Socialist Prime Minister Manuel Valls conceded that the mainstream right won the voting. "It is incontestable," Valls said, bemoaning divisions within the left that he said proved costly.


The Socialists even lost its hold on the council in Correze, President Francois Hollande's home away from home in the French heartland, taken back by the right, the Interior Ministry said.


Valls' political fief, the Essonne, south of Paris, appeared headed for a victory by the rival right.


Marine Le Pen, leader of the anti-immigration National Front, may be in for a bitter surprise, apparently failing to win a single council, even the southern Vaucluse where her niece Marion Marechal-Le Pen, one of three party lawmakers, is a major figure. The National Front chief was triumphant after last week's first round when her party took 25 percent of the vote, second behind the mainstream right. Still, her party can claim as many as 90 councilors around France.


The Interior Ministry, counting results of 66 of 98 regions, said Sarkozy's UMP and its allies won 46 percent of the vote, compared to 34 percent for the left and 20 percent for the National Front. Sarkozy, in a victory statement, said the right would prepare a changing of the guard "to redress the country, stop the decline that the most archaic socialism in Europe has plunged it into."


Estimates suggested the anti-immigration National Front could win up to two councils with scores that Valls said were "clearly in progression."


The political stakes were high despite the local vote as Hollande's left tried to save itself after failing to boost the lagging French economy or increase jobs and Sarkozy's right eyed a comeback, and each side tried to fend off the anti-immigration National Front which comes off a series of electoral victories.


The elections were a "critical step for the patriot movement on the road to power," National Front leader Marine Le Pen said. "The goal is near, reaching power and applying our ideas to redress France."

● ● ● ●

_TO DO_
A. In the French election report, what share of the vote did the National Front take in last week's first round?
B. Please go on with the French election report from its final sentence.
The items that come next are separate material, unrelated to the French election report.

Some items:
● ● ● ●

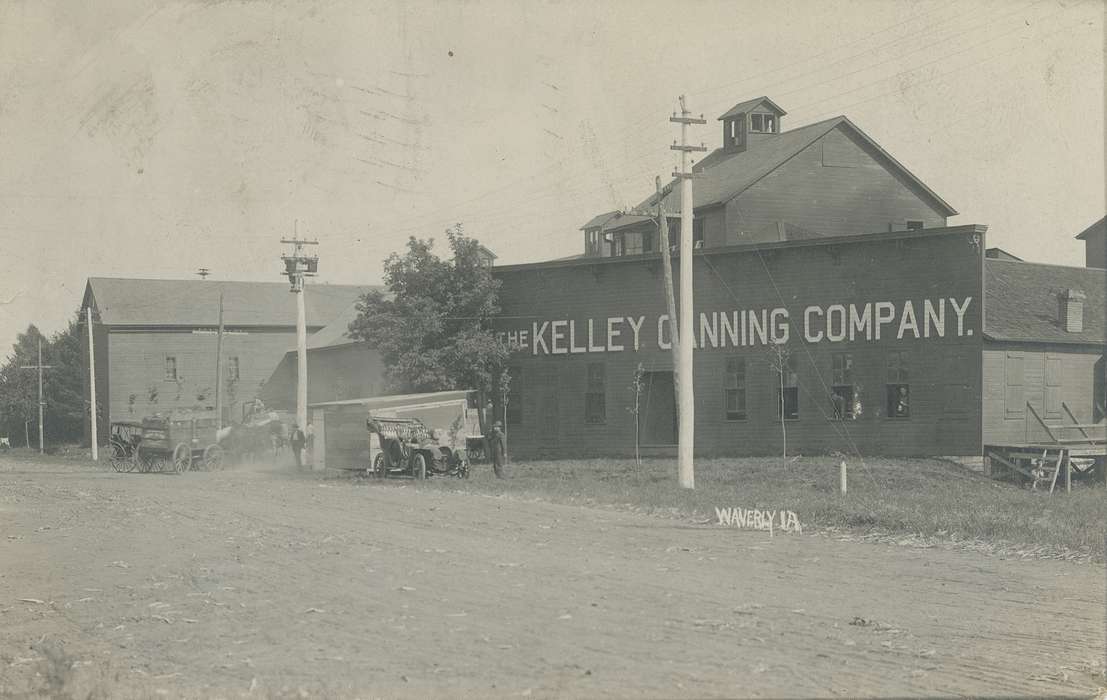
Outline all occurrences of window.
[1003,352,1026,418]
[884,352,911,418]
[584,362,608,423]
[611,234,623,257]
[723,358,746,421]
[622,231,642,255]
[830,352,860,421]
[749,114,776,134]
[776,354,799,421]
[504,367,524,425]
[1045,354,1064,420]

● ● ● ●

_OUTPUTS IN ORDER_
A. 25 percent, second behind the mainstream right.

B.
Valls had called on voters to choose anyone running, even a rival conservative, to block a National Front candidate, and he suggested the large victory by the right was partially because of his calls for solidarity against the far right. Sarkozy refused to reciprocate, telling supporters to simply abstain if a candidate from his UMP party wasn't running.


Valls said the French economy was showing signs of improvement, and vowed to march onward with his program. "Jobs. Jobs. Jobs," Valls said, announcing plans for a new measure in the coming days addressing public and private investment.



Turnout was lower three hours before polls closed, measured at 41.94 percent compared to 42.98 percent in the first round, the Interior Ministry said.


Voters cast ballots to choose 4,108 local council members across the country for the 98 councils. Candidates appear on ballots in pairs — one man, one woman — to ensure that 50 percent of council members are women.


Le Pen, who wasn't a candidate in the election but looked toward the 2017 presidential race, said Sunday that new council members would help win future elections, saying her party is the "only real opposition" to the powers that be in France.


Regional elections are set for December, and all parties are laying the groundwork for 2017 presidential voting."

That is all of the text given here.